Short exercise A
Using the article on the Smiley Face Killers theory, explain why the FBI considers it unlikely that these deaths were the work of serial killers.
Short exercise B
Rewrite everything in the article on the Smiley Face Killers theory from "In 2009, 24-year-old" down to "A smiley face.", using "strikingly" in place of "eerily".

Source text

▬▬▬

The theory is laid out in the riveting Oxygen docu-series "Smiley Face Killers: The Hunt for Justice."

Stephany Welzien's son Brian, a Navy veteran, was just 21 when he disappeared on New Year's Day in 2000. His remains weren't found until two months later, floating in a lake in Gary, Indiana.

"He was just a kid next door that you'd want your daughter to date," Welzien told Inside Edition.

"Each of our victims fit such a narrowly defined specific set of demographics," Duarte explained. 

In 2009, 24-year-old William Hurley's death was eerily similar to that of Brian. He was found in the Charles River in Boston six days after he was last seen. Nearby? A smiley face. 

"[He was] such a sweet, tenderhearted handsome young man," his mother, Lynn Martin, told Inside Edition. 

Could these men, and hundreds of others, have fallen victim to the "Smiley Face Killers"?

The FBI says not likely. "We have not developed any evidence substantiating the theory that these deaths are the work of a serial killer or killers," the agency said in a statement. "The vast majority of these instances appear to be alcohol-related drownings."

But the mothers who Inside Edition spoke to remain convinced their sons' deaths were not accidental. 

"I am hoping that justice can be done," Welzien said. 

"Angry," added Martin. "I'm so angry."

▬▬▬

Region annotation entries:
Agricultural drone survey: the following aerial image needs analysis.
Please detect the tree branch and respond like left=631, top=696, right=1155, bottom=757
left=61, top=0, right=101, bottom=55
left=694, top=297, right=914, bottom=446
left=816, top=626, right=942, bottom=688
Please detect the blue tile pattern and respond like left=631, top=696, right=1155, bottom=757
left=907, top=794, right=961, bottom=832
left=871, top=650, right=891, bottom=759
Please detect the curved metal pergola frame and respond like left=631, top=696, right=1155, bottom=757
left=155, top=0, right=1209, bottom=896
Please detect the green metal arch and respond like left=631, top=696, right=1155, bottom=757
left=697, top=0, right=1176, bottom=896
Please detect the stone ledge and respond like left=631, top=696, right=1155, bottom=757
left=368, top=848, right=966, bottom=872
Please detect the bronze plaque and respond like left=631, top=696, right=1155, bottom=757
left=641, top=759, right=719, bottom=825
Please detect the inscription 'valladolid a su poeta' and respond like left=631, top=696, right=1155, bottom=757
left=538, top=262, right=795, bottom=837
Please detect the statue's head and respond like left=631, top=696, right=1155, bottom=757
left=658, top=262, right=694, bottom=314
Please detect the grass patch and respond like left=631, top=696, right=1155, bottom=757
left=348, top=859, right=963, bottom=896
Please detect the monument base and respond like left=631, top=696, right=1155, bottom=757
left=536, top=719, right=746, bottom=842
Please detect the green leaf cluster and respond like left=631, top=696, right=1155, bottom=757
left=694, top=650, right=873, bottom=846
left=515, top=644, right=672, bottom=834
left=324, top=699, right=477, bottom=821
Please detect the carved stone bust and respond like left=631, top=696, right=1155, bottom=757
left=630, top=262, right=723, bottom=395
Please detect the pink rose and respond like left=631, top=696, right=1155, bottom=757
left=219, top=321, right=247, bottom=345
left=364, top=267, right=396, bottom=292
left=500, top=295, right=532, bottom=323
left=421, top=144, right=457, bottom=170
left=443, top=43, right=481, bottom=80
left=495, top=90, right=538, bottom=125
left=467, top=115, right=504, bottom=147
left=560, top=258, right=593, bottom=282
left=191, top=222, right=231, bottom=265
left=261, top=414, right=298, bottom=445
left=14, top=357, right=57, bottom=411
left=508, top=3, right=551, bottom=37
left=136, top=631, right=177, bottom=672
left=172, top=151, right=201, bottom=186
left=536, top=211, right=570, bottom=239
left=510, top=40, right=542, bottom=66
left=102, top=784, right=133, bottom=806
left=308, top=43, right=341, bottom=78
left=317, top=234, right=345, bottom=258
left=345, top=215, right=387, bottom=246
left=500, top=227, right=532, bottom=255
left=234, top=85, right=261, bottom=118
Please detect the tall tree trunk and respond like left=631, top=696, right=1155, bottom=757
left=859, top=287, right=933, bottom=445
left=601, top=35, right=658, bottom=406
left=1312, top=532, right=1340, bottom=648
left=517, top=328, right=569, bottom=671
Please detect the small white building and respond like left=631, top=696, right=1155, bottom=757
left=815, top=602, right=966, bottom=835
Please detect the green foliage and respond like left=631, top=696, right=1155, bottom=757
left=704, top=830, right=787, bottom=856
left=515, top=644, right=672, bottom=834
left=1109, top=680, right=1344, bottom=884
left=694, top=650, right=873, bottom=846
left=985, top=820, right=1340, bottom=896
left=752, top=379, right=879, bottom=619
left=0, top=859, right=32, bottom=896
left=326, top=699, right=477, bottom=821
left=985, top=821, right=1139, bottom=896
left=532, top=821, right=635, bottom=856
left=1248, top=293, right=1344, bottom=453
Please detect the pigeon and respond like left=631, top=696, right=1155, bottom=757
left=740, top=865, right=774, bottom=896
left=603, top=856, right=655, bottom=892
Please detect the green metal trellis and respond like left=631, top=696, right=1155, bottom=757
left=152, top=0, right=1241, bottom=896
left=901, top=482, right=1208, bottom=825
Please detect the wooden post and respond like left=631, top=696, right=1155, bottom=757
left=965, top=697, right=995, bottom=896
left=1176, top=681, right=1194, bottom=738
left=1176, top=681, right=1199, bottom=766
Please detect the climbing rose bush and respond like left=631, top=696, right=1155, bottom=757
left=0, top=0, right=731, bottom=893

▬▬▬

Exercise solution A
The FBI says it has not developed any evidence substantiating the theory that the deaths are the work of a serial killer or killers. The agency adds that the vast majority of these instances appear to be alcohol-related drownings.

Exercise solution B
In 2009, 24-year-old William Hurley's death was strikingly similar to that of Brian. He was found in the Charles River in Boston six days after he was last seen. Nearby? A smiley face.